Supplied text:
>> Begin

“Don’t tell lies, kids” – your mum
If your mum is anything like mine you would have heard this many times, from a young age. For the most part I think people would say they try to adhere to these wise words from mum throughout their lives (if you don’t then you’re probably a bit of tool – sort it out…).
Nevertheless this fundamental part of being one of ‘the good guys’ is often forgotten when it comes to advertising, marketing and design. All you have to do is open a paper or turn on a TV and you will be confronted with communication that, for whatever reason, doesn’t feel honest. As communications professionals, we have all had difficult briefs where the direction or response is not immediately obvious, but hopefully nobody intends to produce deceitful work.
People don’t like being lied to, and so it follows that when establishing ways to position a brand, product or service in a distinct and clever way we should start with an insight of truth. This insight can be based around just about anything but the closer to the brand the less generic the outcome will feel.
The following examples show that when what we are trying to say is true, everything opens up in the creative process:
1. Guiness – Good things come to those who wait
It takes longer to pull a pint of Guiness than it does other kinds of beer. This is not necessarily good or bad, or even particularly interesting. It is however an irrefutable truth. This insight distinguished Guiness from its competitors and set the canvas for the creative team to produce what is often voted the best television commercial of all time.

>> End

Source data
>> Begin

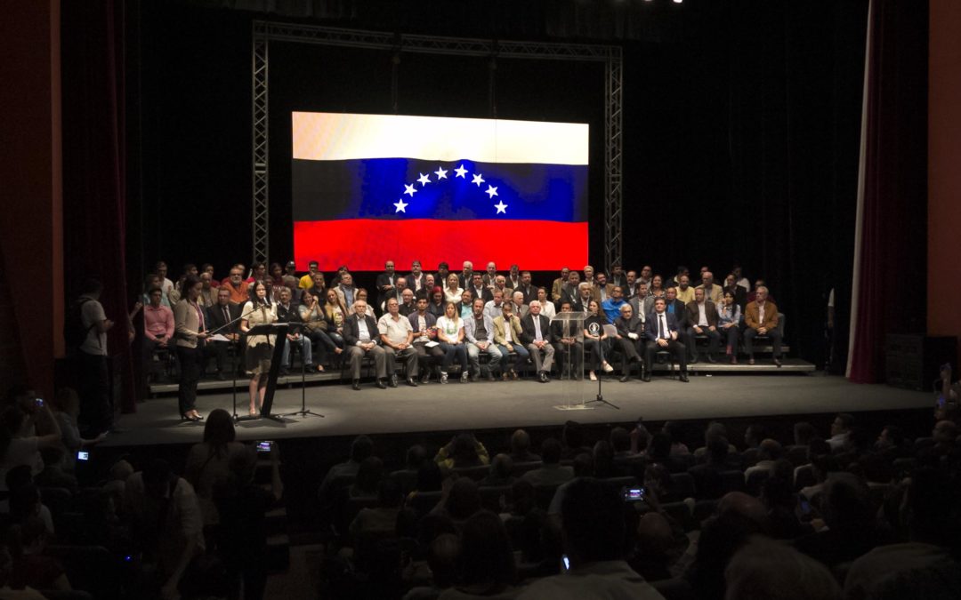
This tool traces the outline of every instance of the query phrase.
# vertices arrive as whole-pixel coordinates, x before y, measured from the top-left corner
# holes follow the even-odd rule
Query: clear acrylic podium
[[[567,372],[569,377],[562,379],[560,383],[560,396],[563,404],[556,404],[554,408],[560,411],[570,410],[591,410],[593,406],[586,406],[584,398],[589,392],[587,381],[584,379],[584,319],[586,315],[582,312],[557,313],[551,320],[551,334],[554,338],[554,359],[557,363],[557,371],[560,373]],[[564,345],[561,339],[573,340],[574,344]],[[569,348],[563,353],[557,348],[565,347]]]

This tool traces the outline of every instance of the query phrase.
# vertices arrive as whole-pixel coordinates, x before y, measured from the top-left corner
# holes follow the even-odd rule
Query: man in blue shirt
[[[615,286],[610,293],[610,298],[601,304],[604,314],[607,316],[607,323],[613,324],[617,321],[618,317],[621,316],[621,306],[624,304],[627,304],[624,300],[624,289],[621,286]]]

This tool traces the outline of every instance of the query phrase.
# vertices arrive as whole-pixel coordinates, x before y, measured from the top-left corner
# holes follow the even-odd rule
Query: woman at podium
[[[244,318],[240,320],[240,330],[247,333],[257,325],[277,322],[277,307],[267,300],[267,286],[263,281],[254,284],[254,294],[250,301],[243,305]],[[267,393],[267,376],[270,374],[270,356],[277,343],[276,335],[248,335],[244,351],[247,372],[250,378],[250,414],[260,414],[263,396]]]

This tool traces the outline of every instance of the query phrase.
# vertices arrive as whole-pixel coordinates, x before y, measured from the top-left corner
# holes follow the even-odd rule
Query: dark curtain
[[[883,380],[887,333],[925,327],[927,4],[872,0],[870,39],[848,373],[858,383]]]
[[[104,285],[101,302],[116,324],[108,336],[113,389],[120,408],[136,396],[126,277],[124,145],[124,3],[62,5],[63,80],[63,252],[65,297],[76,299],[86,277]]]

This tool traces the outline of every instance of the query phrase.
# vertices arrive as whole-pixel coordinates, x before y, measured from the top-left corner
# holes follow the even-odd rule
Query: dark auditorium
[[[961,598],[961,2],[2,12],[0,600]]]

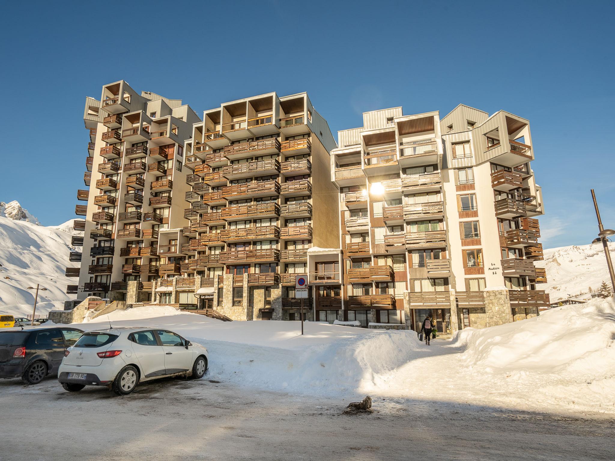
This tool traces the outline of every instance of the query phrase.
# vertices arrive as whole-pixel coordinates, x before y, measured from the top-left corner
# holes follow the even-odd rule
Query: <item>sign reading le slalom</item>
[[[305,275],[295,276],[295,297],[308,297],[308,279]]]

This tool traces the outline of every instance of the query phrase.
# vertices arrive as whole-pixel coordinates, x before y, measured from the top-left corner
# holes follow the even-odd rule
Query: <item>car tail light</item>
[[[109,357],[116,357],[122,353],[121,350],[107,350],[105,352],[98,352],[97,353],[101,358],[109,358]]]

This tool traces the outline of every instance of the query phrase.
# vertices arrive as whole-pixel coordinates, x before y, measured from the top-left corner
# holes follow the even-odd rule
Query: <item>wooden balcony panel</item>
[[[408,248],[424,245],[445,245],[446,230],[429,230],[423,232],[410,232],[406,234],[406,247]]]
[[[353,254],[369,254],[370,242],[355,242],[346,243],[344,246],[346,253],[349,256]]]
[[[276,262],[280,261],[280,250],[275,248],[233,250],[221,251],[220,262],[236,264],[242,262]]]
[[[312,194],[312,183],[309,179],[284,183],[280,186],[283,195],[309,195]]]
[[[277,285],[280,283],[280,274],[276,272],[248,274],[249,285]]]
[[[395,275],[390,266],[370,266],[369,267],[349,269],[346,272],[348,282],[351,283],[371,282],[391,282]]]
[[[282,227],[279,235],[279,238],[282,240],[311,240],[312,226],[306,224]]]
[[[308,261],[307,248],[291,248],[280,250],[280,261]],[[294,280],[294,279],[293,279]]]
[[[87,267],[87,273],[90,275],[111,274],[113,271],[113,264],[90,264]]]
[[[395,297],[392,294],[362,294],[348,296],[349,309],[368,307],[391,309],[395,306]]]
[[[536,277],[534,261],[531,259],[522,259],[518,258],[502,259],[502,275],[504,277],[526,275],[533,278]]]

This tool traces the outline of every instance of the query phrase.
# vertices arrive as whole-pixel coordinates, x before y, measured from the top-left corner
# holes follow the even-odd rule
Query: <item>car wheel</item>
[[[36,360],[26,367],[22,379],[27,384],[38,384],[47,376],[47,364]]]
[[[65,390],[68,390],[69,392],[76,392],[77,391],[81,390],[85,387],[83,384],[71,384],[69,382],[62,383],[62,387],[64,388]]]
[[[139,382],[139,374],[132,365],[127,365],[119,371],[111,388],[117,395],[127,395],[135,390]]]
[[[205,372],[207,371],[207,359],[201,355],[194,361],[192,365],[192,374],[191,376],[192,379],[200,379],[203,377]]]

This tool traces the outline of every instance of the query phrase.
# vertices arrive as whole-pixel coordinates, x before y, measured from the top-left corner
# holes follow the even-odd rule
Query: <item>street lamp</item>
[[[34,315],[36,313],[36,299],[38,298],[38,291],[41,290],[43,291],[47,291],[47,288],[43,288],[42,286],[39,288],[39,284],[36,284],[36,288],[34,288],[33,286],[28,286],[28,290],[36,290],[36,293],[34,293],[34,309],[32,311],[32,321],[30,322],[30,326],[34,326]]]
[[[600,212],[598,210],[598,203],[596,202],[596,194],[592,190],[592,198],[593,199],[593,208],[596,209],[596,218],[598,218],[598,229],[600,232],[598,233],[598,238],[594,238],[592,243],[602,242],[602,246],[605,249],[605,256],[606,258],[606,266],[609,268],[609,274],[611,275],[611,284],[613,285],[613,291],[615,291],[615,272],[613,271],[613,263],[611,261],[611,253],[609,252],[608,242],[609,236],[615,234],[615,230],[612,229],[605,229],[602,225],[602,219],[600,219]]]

>> End
>> Begin

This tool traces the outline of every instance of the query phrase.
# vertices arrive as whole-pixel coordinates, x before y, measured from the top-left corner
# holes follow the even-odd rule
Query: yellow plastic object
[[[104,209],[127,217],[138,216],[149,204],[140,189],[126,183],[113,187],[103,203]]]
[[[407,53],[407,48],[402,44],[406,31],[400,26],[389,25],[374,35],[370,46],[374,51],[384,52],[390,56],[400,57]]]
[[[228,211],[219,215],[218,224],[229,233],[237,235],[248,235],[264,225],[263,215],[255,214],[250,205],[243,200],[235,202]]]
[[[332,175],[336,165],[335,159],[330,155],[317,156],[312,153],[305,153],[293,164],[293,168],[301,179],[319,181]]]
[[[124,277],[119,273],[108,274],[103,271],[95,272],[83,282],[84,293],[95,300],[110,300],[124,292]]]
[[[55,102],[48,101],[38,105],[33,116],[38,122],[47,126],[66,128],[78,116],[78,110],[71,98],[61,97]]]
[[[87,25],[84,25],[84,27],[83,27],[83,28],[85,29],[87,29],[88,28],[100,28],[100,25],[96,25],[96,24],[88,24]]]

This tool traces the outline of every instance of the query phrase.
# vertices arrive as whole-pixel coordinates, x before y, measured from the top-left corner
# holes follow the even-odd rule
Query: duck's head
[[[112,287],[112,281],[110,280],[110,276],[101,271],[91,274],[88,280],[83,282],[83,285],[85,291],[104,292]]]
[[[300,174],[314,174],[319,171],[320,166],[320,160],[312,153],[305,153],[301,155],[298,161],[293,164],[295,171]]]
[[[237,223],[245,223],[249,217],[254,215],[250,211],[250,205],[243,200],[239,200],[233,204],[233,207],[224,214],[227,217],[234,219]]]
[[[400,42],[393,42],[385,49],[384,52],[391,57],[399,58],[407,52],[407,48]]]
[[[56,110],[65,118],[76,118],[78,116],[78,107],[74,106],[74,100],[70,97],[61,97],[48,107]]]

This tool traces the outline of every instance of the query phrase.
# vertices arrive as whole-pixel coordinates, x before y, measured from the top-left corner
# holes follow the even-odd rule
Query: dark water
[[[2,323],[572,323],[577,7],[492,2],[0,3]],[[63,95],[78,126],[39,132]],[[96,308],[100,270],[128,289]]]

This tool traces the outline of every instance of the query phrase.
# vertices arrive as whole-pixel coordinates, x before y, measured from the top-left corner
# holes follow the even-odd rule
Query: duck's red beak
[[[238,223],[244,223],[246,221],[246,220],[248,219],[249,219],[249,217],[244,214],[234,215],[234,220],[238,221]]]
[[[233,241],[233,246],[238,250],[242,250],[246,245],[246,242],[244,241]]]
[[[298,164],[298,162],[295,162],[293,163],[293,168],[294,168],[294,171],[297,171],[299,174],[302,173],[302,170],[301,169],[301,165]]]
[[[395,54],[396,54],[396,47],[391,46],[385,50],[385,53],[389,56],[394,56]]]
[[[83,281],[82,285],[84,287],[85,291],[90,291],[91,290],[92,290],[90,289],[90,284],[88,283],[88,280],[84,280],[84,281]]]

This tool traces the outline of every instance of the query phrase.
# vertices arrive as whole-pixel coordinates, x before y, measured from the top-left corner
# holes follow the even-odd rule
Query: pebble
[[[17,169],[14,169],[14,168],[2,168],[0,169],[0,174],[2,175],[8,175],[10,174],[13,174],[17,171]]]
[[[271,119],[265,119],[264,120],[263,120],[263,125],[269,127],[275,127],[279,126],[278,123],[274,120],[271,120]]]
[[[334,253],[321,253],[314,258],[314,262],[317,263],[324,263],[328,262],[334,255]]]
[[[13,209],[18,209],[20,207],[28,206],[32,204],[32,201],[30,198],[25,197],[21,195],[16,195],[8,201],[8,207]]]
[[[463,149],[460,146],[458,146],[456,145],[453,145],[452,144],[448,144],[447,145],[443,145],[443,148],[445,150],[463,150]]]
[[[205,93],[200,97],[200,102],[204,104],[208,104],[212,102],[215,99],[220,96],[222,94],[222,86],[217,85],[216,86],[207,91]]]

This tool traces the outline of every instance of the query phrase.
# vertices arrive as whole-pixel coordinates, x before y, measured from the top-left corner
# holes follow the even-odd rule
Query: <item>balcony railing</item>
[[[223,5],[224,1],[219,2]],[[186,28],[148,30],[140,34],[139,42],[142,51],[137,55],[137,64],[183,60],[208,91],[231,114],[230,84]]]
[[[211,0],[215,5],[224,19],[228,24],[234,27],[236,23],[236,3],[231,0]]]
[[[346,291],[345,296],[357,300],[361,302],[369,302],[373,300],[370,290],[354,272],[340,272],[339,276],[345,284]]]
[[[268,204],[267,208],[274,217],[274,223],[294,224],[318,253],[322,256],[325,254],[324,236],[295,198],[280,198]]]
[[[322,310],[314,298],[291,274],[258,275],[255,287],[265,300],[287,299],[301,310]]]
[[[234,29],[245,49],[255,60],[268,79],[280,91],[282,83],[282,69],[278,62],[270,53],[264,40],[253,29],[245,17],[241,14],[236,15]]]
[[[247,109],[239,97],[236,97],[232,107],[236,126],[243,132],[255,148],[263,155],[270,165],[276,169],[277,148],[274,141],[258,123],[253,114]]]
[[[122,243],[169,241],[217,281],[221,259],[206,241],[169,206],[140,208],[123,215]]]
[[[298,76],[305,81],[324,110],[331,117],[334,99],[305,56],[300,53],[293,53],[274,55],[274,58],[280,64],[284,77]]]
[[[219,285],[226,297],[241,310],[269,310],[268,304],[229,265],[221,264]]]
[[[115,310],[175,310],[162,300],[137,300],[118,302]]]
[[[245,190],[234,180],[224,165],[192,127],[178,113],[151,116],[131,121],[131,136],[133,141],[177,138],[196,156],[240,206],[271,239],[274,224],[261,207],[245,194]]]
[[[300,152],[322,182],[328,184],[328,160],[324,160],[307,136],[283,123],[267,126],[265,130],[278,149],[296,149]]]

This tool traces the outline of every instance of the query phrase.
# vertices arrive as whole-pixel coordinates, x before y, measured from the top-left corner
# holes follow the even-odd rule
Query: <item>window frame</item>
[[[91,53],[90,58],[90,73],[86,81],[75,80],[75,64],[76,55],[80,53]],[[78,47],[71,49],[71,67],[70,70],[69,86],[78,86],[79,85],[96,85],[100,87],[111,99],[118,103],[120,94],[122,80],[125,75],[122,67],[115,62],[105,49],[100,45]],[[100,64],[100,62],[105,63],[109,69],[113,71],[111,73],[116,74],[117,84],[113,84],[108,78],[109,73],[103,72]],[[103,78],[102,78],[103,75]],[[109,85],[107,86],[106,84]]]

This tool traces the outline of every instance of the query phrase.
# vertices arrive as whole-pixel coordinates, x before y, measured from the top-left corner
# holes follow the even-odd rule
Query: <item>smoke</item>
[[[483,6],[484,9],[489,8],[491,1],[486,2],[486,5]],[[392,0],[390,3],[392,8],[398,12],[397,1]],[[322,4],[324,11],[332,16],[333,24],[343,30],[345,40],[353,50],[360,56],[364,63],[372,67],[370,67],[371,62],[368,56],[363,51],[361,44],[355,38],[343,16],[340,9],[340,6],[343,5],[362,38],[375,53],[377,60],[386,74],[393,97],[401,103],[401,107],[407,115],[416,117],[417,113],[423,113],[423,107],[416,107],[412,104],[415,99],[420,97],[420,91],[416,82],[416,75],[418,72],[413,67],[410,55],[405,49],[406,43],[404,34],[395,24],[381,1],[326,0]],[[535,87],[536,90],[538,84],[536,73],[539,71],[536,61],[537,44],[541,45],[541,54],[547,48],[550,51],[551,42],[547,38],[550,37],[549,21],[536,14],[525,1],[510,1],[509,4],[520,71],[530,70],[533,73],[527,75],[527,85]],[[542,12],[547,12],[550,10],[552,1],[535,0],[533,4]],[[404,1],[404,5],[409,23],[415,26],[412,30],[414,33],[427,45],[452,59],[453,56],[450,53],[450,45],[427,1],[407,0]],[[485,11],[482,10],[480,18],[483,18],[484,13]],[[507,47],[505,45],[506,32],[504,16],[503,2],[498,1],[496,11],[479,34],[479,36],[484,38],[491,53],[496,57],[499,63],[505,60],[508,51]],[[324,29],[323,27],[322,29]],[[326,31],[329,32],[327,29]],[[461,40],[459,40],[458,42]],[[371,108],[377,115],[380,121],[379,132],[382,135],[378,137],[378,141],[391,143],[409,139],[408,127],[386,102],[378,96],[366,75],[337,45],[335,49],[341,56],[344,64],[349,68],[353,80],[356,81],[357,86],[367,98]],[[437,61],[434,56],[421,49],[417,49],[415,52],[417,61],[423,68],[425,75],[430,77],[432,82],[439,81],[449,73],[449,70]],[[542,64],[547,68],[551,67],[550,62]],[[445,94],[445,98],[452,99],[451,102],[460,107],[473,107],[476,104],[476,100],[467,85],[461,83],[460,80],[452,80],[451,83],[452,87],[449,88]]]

>> End

The task: Please pick up the piece on honest advertising after its last sentence and continue it.

Right answer:
2. Vovlo trucks – The epic split
The quality of Volvo truck’s engineering separates them from their competitors. In essence, they are really good at driving in straight lines. There is nothing remarkable about this insight, however it led to one of the most popular adverts of 2014. Rather than limiting your possibilities, sticking to the truth allows for complete creative freedom.
3. Volkswagen – Mini Darth Vader
In 2011 Volkswagen released the Passad with remote engine ignition. This wasn’t unique to Volkswagen – the technology had already been around for a few years. It was however a simple truth. Refining what you want to say with your communication to a simple truth can open the door to truly engaging outcomes.
Talk to us if you want to utilise honesty in your communications.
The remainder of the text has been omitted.